(Point annotation records)
%%
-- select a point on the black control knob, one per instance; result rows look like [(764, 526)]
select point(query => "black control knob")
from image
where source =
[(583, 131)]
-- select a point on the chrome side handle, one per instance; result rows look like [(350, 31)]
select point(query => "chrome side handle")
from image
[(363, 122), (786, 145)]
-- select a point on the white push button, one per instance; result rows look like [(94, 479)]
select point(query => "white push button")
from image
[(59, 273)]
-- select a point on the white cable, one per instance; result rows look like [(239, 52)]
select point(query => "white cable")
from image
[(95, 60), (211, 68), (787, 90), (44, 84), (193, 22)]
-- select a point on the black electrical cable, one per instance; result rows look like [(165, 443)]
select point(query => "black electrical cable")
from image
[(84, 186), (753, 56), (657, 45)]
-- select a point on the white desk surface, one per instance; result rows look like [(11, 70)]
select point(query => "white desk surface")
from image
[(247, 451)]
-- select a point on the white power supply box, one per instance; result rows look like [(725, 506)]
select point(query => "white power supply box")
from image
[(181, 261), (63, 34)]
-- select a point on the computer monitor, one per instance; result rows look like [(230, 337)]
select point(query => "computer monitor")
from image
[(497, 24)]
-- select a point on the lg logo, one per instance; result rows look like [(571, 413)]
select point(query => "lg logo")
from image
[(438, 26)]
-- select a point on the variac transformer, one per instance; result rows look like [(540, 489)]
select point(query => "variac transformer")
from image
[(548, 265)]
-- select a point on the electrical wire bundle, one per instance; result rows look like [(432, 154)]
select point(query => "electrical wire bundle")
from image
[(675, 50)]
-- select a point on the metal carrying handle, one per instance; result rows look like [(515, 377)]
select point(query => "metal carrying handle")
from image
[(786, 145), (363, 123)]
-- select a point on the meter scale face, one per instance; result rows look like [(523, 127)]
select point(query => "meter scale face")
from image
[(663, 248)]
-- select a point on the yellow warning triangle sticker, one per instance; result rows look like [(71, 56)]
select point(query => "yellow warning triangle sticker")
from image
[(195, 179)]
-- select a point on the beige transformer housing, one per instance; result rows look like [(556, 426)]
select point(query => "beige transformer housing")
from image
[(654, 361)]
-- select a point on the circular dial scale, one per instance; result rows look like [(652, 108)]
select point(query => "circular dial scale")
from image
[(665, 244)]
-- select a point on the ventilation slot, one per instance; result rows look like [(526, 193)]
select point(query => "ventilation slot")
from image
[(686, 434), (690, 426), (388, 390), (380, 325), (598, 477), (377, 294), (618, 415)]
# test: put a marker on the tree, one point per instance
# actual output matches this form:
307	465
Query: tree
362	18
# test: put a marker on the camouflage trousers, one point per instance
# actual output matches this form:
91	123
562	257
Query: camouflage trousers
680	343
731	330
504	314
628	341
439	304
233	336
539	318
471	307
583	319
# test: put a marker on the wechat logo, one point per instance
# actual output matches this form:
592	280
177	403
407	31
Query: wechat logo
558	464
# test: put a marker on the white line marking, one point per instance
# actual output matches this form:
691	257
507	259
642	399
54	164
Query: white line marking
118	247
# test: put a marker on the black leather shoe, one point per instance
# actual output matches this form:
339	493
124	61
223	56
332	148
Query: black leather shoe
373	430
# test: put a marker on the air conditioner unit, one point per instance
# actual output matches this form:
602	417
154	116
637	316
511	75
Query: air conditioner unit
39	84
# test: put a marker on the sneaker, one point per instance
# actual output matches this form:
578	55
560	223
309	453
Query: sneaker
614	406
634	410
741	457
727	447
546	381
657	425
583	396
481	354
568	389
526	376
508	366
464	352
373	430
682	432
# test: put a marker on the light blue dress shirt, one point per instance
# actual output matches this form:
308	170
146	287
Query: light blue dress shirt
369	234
%%
**PROBLEM DETAILS:** Move the lines from the one that has "# test: put a marker on the black" through the end of the records, both ends included, into your reply with the requests kept. Add 5 to every coordinate in the answers, and leave the requests and their sample values as they are.

**WRITTEN ANSWER:**
# test: put a marker on the black leather shoe, one point per instance
# actual output matches this form:
339	493
124	61
223	56
332	148
Query: black leather shoe
378	435
# test: put a marker on the air conditioner unit, one point per instance
# actual output matches this form:
602	417
154	116
637	316
511	75
Query: air conditioner unit
44	89
# test: put a marker on the sneaker, one point per instance
# actual output matches this form:
578	55
560	223
309	453
Query: sneaker
619	411
639	415
746	462
732	452
551	386
662	430
588	401
486	359
573	394
531	381
513	371
469	357
378	435
687	437
# test: put a marker on the light blue dress shirt, one point per instance
# actual output matches this form:
308	170
146	287
Query: light blue dress shirt
374	239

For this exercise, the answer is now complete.